Written problem 1: In the data analyst flashcards below, what does data purging free up?

Text passage:
:::::

Simplilearn Data Analyst Questions Flashcards
What is data mining?
process of finding new, relevant information; it takes raw data and transforms it into valuable information
What is data profiling?
process of assessing a dataset for uniqueness, consistency, and logic; it usually doesn’t involving identifying incorrect/inaccurate data
What is data wrangling?
the process of cleaning, structuring, and enriching raw data into a desired, usable format for better decision-making
What is a simple process of data wrangling?
discover –> structure –> clean –> enrich –> validate –> analyze
Data Wrangling vs Data Cooking?
Data cooking involves falsifying data or selectively deleting data to improve a hypothesis
An example is demographic data being manipulated by fieldworkers, researchers, etc. to support behavioral science theory.
What are common problems data analysts encounter during analysis?
1) handling duplicate/missing values
2) collecting meaningful, correct data at the right time
3) making data secure
4) dealing with compliance issues (ensuring that sensitive data is organized and meets enterprise business rules and legal/govt regulations)
5) handling data purging (freeing up database space) and storage issues
What are some steps in the analytics project?
1) state/understand the problem
2) collect data
3) clean data
4) explore and analyze the data
5) interpret results
What are some technical tools used for analysis and presentation?
MS SQL Server, MySQL, MS Excel, IBM SPSS, Tableau, Python, MS PowerPoint
What are some best practices for data cleaning?
Make a data cleaning plan by understanding where common errors happen and keep communications open;
Identify and remove duplicates before working with data;
Focus on accuracy, maintain value types of data, provide mandatory constraints, and set cross-field validation;
Standardize the data at the point of entry so that there’s less chaos and fewer errors occur
How can you handle missing values in a dataset?

:::::

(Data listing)
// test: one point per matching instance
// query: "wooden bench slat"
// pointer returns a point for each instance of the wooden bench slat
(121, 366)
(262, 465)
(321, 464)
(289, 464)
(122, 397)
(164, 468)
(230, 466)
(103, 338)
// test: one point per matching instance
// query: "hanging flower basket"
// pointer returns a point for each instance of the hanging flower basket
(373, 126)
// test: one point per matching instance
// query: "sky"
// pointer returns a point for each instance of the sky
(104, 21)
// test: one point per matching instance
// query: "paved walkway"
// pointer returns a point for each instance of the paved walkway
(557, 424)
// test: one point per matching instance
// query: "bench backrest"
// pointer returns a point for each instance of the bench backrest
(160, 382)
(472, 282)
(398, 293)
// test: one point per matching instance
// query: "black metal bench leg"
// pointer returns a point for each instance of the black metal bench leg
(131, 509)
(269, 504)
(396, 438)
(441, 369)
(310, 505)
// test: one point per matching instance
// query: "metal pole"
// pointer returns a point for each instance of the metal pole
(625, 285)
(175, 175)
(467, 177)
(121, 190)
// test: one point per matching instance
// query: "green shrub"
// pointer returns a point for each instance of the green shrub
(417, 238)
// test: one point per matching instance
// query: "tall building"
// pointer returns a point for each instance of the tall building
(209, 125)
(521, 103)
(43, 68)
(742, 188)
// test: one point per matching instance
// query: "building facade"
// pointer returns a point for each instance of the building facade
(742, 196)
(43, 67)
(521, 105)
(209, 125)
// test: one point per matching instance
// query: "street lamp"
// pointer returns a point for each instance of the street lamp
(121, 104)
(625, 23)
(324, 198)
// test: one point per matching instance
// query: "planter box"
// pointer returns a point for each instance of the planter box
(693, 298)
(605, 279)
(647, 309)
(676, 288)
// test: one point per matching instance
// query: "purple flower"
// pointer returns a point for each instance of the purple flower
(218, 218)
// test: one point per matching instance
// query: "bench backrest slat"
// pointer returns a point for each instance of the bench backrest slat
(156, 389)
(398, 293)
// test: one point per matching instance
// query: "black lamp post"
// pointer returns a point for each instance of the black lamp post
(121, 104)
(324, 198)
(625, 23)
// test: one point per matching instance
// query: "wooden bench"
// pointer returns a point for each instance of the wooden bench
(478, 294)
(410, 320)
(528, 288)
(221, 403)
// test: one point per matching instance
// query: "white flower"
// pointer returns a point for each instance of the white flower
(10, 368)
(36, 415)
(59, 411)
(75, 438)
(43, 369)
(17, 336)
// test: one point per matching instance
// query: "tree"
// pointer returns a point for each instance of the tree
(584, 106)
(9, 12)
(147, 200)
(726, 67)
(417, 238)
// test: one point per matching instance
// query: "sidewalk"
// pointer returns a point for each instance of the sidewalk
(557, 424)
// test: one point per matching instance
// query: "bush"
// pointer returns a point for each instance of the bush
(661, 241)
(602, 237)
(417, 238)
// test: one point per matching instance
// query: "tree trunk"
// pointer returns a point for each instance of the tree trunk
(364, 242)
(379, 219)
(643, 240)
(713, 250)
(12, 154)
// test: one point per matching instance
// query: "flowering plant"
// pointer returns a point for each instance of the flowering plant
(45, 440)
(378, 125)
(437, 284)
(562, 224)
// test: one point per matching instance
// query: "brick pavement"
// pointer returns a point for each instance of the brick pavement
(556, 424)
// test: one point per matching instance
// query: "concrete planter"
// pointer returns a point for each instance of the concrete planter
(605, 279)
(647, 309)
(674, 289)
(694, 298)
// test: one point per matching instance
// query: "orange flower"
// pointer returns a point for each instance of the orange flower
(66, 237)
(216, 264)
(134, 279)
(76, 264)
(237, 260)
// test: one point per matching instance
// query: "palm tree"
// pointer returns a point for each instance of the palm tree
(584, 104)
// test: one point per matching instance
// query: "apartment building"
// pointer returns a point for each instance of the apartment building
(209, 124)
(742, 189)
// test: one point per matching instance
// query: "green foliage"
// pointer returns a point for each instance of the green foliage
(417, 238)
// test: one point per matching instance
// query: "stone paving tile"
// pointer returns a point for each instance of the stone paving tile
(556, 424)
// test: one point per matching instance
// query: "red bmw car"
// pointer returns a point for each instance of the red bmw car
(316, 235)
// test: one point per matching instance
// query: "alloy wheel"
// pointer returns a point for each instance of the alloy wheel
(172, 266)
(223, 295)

:::::

Written problem 2: State how many lines in the listing above contain the string "alloy". Reply with the number alone.

Correct output 1: Database space.

Correct output 2: 2